Write out the records below again, putting "one point per line" in place of each "one per line" and leaving everything else unchanged.

— Start of DATASET EXCERPTS —

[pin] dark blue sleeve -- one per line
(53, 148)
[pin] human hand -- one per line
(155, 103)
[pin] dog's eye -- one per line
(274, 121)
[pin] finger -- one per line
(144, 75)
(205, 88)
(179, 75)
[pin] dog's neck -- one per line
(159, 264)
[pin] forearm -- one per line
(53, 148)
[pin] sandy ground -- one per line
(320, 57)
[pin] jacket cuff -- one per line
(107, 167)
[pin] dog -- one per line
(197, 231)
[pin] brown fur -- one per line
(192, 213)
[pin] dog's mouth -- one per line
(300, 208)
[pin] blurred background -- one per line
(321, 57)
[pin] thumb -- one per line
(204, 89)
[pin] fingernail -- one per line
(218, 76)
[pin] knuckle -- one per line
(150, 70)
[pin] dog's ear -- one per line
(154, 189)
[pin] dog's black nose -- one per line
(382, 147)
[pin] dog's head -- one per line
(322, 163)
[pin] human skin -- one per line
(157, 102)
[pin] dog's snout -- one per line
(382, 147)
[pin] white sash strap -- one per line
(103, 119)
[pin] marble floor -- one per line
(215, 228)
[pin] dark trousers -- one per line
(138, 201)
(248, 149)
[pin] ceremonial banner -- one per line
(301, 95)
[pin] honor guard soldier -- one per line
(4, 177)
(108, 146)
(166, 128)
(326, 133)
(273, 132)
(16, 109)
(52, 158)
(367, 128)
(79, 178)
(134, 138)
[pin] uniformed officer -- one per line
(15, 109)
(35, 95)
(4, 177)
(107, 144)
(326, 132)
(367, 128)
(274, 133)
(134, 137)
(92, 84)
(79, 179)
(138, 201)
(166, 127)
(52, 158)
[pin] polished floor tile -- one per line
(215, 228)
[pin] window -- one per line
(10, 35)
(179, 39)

— End of DATASET EXCERPTS —

_RESULT OF THE TASK_:
[pin] dark blue sleeve -- one point per line
(53, 148)
[pin] human hand -- one point per line
(155, 103)
[pin] dog's eye -- one point per line
(274, 121)
[pin] finger -- one point per line
(144, 75)
(205, 88)
(179, 75)
[pin] dog's neck -- one point per line
(159, 264)
[pin] forearm -- one point per line
(53, 148)
[pin] sandy ground -- one point per line
(320, 57)
[pin] jacket cuff -- one point per line
(107, 167)
[pin] dog -- one point per line
(197, 231)
[pin] brown fur -- one point per line
(192, 213)
[pin] dog's mouth -- one point per line
(300, 208)
[pin] blurred background -- one point per line
(321, 57)
[pin] thumb -- one point per line
(204, 89)
[pin] fingernail -- one point per line
(218, 76)
[pin] knuckle -- one point per line
(150, 70)
[pin] dog's ear -- one point per line
(154, 189)
[pin] dog's black nose -- one point per line
(382, 147)
[pin] dog's head -- one point per line
(322, 163)
[pin] human skin -- one point per line
(157, 102)
[pin] dog's snout -- one point per line
(382, 147)
[pin] white sash strap -- one point per line
(103, 119)
[pin] marble floor -- one point per line
(215, 228)
[pin] dark trousers -- one point per line
(138, 201)
(248, 149)
[pin] ceremonial banner -- one point per line
(301, 95)
[pin] honor guard soldier -- one point per line
(4, 177)
(108, 146)
(166, 128)
(326, 133)
(273, 132)
(16, 109)
(52, 158)
(367, 128)
(79, 178)
(134, 138)
[pin] uniformed officer -- one point per line
(15, 109)
(35, 95)
(4, 177)
(107, 144)
(326, 132)
(367, 128)
(274, 133)
(134, 137)
(92, 84)
(79, 179)
(138, 201)
(166, 127)
(52, 158)
[pin] polished floor tile -- one point per line
(215, 228)
[pin] window -- one point per line
(10, 35)
(179, 39)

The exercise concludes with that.